• _Exercise_
Copy out all the lines in the records that include the word "collared".

• _Excerpted records_
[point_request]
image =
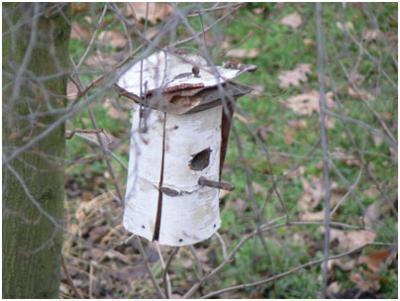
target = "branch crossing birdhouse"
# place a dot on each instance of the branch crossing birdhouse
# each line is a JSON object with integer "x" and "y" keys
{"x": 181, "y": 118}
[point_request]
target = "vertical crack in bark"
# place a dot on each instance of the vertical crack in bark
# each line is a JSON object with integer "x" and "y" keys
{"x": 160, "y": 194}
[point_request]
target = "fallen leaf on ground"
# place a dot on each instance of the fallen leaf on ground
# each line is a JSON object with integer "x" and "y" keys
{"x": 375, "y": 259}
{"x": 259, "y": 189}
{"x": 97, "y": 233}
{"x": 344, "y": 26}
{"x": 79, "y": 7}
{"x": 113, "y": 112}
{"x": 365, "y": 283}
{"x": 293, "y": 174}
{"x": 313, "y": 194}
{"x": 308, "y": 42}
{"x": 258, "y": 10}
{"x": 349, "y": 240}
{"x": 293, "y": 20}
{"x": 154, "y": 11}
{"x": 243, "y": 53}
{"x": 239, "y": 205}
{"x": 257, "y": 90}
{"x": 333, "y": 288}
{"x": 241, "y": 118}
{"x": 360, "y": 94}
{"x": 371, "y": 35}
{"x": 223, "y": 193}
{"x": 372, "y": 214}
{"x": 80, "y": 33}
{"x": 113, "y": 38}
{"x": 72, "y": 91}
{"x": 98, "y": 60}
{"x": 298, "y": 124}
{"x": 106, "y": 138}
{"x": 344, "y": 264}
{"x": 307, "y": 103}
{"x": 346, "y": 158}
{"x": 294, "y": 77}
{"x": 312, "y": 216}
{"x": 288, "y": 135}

* * *

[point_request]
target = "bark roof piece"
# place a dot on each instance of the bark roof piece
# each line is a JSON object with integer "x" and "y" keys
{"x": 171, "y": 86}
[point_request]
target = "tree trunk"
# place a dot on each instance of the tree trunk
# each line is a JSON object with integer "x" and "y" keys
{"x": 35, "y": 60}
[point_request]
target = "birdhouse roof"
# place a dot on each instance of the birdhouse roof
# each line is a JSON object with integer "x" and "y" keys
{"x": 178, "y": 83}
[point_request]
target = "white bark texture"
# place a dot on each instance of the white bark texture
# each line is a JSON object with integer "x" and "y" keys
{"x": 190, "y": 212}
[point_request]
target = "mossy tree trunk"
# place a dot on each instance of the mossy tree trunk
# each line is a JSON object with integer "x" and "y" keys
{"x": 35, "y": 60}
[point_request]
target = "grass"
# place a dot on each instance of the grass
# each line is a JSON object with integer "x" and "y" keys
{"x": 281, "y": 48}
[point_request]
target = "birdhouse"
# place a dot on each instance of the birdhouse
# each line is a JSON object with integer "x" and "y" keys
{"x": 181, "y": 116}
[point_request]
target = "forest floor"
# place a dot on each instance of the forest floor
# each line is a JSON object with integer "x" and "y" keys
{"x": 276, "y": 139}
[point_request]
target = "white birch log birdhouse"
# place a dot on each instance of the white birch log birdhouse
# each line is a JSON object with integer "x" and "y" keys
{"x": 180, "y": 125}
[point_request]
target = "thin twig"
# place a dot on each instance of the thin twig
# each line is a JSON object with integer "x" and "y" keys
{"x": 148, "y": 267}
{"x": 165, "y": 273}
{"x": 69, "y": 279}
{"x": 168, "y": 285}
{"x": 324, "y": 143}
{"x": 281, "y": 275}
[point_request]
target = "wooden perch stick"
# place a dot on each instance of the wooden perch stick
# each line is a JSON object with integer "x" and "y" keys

==

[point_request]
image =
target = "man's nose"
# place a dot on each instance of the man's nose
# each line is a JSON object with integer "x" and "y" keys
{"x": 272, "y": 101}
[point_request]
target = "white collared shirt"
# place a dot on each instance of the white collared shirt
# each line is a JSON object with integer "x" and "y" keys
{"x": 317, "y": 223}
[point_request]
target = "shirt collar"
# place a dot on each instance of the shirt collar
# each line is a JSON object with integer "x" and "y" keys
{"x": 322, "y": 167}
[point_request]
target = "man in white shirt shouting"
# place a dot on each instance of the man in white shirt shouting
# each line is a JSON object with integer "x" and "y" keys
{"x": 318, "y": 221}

• _Result of the exercise_
target = "white collared shirt"
# place a dot on each instance of the white collared shirt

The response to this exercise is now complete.